**Work instructions**
Retype the rows word for word, from the line containing "of the residential" down to the last of the rows.

**Entries provided**
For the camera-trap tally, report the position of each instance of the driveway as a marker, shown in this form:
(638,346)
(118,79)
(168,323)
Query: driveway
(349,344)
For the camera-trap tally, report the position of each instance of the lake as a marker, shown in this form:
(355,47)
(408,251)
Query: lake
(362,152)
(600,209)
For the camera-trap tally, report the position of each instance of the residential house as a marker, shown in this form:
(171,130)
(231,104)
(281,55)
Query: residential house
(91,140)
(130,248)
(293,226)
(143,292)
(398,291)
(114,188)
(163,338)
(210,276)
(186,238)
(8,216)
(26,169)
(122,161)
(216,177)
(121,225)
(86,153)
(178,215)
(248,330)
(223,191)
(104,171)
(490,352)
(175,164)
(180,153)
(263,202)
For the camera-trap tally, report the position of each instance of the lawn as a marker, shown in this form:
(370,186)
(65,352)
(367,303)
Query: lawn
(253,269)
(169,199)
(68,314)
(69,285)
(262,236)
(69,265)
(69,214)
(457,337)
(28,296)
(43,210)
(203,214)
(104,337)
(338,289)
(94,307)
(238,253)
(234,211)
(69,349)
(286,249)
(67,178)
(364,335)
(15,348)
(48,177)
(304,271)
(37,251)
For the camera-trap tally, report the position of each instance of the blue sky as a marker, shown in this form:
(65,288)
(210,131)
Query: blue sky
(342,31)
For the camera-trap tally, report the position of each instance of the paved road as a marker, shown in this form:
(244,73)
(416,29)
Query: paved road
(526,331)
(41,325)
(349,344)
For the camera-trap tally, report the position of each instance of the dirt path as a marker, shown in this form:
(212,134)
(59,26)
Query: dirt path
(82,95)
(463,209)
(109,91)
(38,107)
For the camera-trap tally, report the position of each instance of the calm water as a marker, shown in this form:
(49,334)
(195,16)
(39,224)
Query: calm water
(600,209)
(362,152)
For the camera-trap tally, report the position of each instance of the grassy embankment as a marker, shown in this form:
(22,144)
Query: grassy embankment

**Answer for this exercise**
For the camera-trap tally, report the position of each instance of the residential house as a marker, shown in this form:
(171,130)
(231,104)
(281,55)
Query: residential house
(91,140)
(130,248)
(293,226)
(143,292)
(398,291)
(114,188)
(163,338)
(210,276)
(186,238)
(8,216)
(26,169)
(122,161)
(216,177)
(121,225)
(86,153)
(178,215)
(248,330)
(223,191)
(104,171)
(490,352)
(175,164)
(180,153)
(263,202)
For the camera-trap tally, report the position of each instance of the lawn as a marker, shown in this form:
(370,186)
(65,352)
(367,303)
Query: lawn
(253,269)
(169,199)
(68,314)
(69,285)
(262,236)
(69,265)
(69,214)
(457,337)
(28,296)
(43,210)
(203,214)
(104,337)
(338,289)
(94,307)
(238,253)
(234,211)
(69,349)
(286,249)
(67,178)
(364,335)
(15,348)
(48,177)
(304,271)
(37,251)
For the camera-trap tally, report the position of each instance of the blue sky as a marker, shown in this form:
(65,288)
(210,131)
Query: blue sky
(342,31)
For the camera-trap tally, report the position of each instance of the paved road as a marker, shown in this form:
(244,73)
(416,29)
Query: paved road
(526,331)
(41,325)
(349,344)
For the camera-trap tally, report the position of each instance of the dirt path as a marker, shown in this form:
(212,134)
(59,26)
Query: dirt path
(82,95)
(463,209)
(109,91)
(38,107)
For the camera-trap tally, report the position of each instance of the calm water as a marker, shown in this form:
(49,334)
(195,16)
(39,224)
Query: calm water
(600,209)
(362,152)
For the camera-trap tally, report the position of each instance of the grassy embankment as a marker, shown in this form:
(22,144)
Query: grassy embankment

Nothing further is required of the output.